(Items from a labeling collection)
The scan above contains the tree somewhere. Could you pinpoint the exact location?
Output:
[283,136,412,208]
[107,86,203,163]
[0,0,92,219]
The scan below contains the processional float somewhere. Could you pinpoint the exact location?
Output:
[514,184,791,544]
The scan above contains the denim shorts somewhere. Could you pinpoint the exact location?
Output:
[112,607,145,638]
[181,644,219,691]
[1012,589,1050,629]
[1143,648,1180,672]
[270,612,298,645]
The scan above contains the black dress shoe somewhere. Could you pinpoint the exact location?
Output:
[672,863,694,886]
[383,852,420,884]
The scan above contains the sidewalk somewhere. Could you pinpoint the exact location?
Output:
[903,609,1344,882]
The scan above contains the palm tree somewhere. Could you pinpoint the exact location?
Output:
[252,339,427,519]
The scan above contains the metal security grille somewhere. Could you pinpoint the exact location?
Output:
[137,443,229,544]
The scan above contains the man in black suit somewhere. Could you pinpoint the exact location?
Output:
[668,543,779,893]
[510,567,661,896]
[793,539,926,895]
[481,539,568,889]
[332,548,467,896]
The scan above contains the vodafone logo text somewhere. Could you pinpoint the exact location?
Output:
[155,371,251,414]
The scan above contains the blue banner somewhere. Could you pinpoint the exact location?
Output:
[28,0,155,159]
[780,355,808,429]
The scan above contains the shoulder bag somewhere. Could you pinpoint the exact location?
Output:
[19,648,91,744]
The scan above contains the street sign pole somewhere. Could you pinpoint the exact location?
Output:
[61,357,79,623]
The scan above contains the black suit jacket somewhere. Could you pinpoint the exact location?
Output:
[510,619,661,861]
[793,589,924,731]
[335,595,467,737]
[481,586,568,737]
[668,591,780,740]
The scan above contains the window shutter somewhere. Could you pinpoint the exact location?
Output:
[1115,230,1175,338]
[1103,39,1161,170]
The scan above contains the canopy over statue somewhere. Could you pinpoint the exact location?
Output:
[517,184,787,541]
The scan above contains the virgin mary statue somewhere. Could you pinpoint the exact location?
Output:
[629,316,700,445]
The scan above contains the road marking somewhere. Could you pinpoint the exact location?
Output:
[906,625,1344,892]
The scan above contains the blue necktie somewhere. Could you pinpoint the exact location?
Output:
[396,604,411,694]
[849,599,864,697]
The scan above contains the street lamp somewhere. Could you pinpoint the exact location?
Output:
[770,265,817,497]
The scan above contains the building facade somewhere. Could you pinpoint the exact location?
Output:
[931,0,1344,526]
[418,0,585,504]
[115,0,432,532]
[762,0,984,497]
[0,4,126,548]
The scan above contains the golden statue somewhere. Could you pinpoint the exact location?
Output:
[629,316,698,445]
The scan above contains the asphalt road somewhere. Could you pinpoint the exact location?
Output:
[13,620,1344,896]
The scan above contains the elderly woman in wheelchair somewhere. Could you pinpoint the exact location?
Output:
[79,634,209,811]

▶ **Aim**: Print the lines above again with no changes, from the first line through the last.

▶ **Output**:
The scan above contains the tree somewhere. Could you pinpoint the exact location?
Output:
[283,136,412,208]
[107,86,203,163]
[0,0,92,219]
The scan below contains the processional float somewhere. Could you pinpoint the exact location?
Output:
[514,184,791,544]
The scan above contains the denim shorts somewhere. Could you pinpoint the exact location?
Output:
[112,607,145,638]
[181,644,219,691]
[1012,589,1050,629]
[1143,648,1180,672]
[270,612,298,645]
The scan above contains the black dress shoe somewhere. Could you pinpoint the exact location?
Output:
[672,863,694,886]
[383,852,420,884]
The scan above contains the sidewalk somewhere. Could you pinpoint the exact location?
Output:
[903,609,1344,882]
The scan above contains the palm tree somewhere. Could you pinpoint the exact location?
Output:
[252,339,427,519]
The scan above contains the metal security grille somewhere. Could you pinpoint the exact location?
Output:
[137,443,229,544]
The scan above contains the man in black suit somewhere. Could you pinpoint the exact location?
Output:
[668,543,779,893]
[510,567,661,896]
[793,539,926,895]
[481,539,568,889]
[332,548,467,896]
The scan above contains the vodafone logo text somewhere. Could you pinpoint the exact location?
Output:
[155,371,251,414]
The scan above contains the blue banner somewhere. Could you pinpoint the exact location?
Output:
[28,0,155,159]
[780,355,808,429]
The scan above contains the shoulder bag somewhere. Could you pinpoint the exact location?
Output:
[19,648,91,744]
The scan above contains the street sign pole somewhere. Could you pinpoint the exact location?
Output:
[61,357,79,623]
The scan above contains the black suit jacket somewhere. Could you pinpoint the exact location?
Output:
[510,619,661,861]
[793,589,924,731]
[335,595,467,737]
[481,586,568,737]
[668,591,780,740]
The scan above contains the window shutter somewhere. Could you pinpoint the exact location?
Output:
[1115,230,1175,338]
[1103,39,1161,170]
The scan above contains the canopy over statue somewhere. Could you pinpoint the exact location?
Output:
[517,184,787,541]
The scan above contains the virgin mary statue somewhere. Could you pinpoint the exact location?
Output:
[629,316,700,445]
The scan above contains the road marking somewhere. Could you pinpoint the exact location?
Output:
[906,625,1344,892]
The scan above contains the blue necktie somewhere. Could you pinpoint the exact location?
Output:
[396,604,411,694]
[849,599,864,697]
The scan above contains the street lamp somewhere. Could you pinpoint the exact location?
Output:
[770,265,817,497]
The scan above contains the building facade somewhere. Could you pinpoint the exact location?
Output:
[931,0,1344,526]
[418,0,585,504]
[115,0,432,532]
[762,0,984,497]
[0,4,126,548]
The scan above contains the golden statue somewhere. Could you pinpoint the exact location?
Output:
[629,316,698,445]
The scan above contains the asphalt road somewhere. Could you pinpoint the exact location?
Output:
[13,620,1344,896]
The scan above contains the elderly woman in wheelchair somewhere. Could you pinpoint the exact location?
Output:
[79,634,209,811]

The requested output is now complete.